TASK: Give back, unchanged, each line from the one containing "If you could place a marker on the green shrub" through the last line of the entries below.

<<<<

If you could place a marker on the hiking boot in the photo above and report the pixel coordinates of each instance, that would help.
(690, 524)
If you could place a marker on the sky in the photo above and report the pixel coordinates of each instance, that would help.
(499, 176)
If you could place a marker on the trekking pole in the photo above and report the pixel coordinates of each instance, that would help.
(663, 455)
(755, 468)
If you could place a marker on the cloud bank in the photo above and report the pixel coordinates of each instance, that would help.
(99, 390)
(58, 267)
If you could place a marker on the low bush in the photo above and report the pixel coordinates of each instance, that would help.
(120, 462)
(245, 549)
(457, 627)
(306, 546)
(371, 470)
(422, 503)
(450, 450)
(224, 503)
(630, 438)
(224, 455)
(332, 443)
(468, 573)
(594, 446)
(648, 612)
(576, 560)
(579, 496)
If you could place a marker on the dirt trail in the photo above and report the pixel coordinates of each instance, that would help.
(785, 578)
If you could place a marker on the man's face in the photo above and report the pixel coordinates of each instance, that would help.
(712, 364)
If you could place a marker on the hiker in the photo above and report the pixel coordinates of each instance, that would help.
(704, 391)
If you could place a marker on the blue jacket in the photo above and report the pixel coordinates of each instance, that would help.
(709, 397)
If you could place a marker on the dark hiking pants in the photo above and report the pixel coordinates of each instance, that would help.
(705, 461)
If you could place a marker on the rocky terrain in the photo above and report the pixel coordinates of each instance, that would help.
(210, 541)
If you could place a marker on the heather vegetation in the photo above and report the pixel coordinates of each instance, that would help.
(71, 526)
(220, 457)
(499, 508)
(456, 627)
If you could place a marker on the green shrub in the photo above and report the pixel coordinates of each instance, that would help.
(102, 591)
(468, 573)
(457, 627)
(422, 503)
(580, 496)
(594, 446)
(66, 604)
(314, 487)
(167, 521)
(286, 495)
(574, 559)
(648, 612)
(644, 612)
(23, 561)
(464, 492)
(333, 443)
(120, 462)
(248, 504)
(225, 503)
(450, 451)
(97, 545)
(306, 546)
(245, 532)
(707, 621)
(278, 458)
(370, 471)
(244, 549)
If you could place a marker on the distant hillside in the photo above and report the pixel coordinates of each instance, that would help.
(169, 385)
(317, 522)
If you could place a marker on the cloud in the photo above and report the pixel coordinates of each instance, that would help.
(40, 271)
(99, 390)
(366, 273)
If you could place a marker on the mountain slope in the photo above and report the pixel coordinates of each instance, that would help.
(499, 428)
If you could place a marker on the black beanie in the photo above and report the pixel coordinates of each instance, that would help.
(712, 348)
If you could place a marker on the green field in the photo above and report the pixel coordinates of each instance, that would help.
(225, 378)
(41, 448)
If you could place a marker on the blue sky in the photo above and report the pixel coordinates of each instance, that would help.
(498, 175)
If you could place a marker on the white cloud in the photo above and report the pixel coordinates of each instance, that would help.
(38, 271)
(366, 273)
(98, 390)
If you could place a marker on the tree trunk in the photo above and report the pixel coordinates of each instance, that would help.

>>>>

FINAL ANSWER:
If you could place a marker on the green shrub in the photo above and report the pixel coordinates of each instance, that would help.
(102, 591)
(468, 573)
(457, 627)
(422, 503)
(580, 496)
(594, 446)
(66, 604)
(314, 487)
(167, 521)
(286, 495)
(574, 559)
(648, 612)
(644, 612)
(23, 561)
(464, 492)
(333, 443)
(120, 462)
(248, 504)
(225, 503)
(450, 451)
(97, 545)
(306, 546)
(245, 532)
(707, 621)
(278, 458)
(370, 471)
(244, 549)
If you could place a marker on the distant hillside in the photo above and report the pixel coordinates of each instance, that would help.
(169, 385)
(317, 522)
If you could place a marker on the cloud in the photo above and report the pixel coordinates of each instance, that would help.
(40, 271)
(99, 390)
(366, 273)
If you could place a marker on the mountain slope in the photo above and report the pixel coordinates of each instance, that would help.
(499, 428)
If you could place a marker on the black beanie in the photo above and report the pixel coordinates of each instance, that would help.
(712, 348)
If you could place a marker on the green field in the photo above and report the pixel coordinates of each instance, that would help.
(225, 378)
(41, 448)
If you could place a marker on the blue sky in the photo above and report the pixel coordinates of each instance, that would help.
(498, 175)
If you could place a marker on the white cloud in the photo above and report the pixel coordinates of each instance, that would help.
(38, 271)
(366, 273)
(98, 390)
If you could place a marker on the tree trunk in the photo above and report the pixel coordinates of each instance, that would help.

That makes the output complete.